Exercise: Within the data below, count the lines that include "query" and give only the count.

Extracted data:
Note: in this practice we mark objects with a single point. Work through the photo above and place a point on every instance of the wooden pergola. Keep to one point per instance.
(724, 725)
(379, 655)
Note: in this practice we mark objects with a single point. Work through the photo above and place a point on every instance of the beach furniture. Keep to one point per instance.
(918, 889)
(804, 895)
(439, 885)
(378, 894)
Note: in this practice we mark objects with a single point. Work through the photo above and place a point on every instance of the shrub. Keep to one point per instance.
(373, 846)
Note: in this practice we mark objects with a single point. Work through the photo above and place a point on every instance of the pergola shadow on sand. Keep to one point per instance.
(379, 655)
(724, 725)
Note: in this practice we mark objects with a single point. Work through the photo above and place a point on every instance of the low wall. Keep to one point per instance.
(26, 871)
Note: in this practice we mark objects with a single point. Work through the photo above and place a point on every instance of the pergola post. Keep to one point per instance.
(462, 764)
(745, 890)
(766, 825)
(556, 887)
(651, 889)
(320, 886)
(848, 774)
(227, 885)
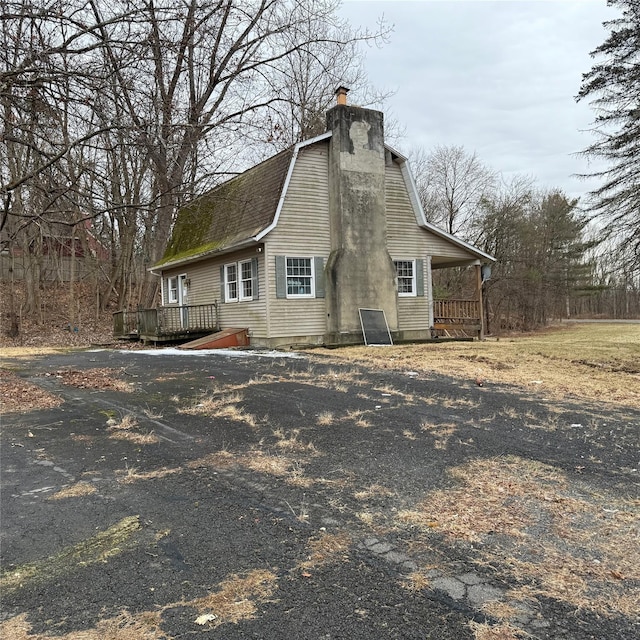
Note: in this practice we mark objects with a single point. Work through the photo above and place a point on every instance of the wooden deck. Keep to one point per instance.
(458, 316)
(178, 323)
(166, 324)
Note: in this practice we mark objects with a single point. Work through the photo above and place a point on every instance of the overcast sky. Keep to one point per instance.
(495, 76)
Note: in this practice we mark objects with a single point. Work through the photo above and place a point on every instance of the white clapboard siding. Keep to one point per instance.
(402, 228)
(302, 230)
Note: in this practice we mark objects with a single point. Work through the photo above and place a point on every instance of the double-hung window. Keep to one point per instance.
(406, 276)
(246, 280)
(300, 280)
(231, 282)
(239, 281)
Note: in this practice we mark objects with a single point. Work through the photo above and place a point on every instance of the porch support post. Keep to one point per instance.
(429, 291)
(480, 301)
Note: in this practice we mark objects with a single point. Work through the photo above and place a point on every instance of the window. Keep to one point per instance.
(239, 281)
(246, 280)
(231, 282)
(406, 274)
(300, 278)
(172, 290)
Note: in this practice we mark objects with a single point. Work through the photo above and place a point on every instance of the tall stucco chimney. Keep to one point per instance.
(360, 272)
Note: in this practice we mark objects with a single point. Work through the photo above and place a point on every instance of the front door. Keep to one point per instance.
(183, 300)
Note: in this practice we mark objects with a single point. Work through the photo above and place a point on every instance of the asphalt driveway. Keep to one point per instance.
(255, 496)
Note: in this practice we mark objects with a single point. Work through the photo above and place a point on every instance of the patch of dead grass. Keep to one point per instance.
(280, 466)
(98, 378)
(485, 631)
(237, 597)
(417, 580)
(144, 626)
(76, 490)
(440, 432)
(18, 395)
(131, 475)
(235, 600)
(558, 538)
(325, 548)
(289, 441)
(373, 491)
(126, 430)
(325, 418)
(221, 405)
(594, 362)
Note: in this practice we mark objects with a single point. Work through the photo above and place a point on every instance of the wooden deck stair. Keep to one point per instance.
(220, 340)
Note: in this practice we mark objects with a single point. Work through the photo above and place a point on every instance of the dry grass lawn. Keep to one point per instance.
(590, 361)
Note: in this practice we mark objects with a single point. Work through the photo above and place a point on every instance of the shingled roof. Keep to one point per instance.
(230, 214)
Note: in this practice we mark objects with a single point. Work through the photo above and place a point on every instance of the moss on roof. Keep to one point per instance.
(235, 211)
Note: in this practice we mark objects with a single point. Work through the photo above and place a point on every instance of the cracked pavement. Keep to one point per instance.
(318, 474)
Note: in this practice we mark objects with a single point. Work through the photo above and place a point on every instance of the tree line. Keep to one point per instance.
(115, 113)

--

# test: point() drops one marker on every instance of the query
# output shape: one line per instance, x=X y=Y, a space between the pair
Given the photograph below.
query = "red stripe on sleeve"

Answer: 2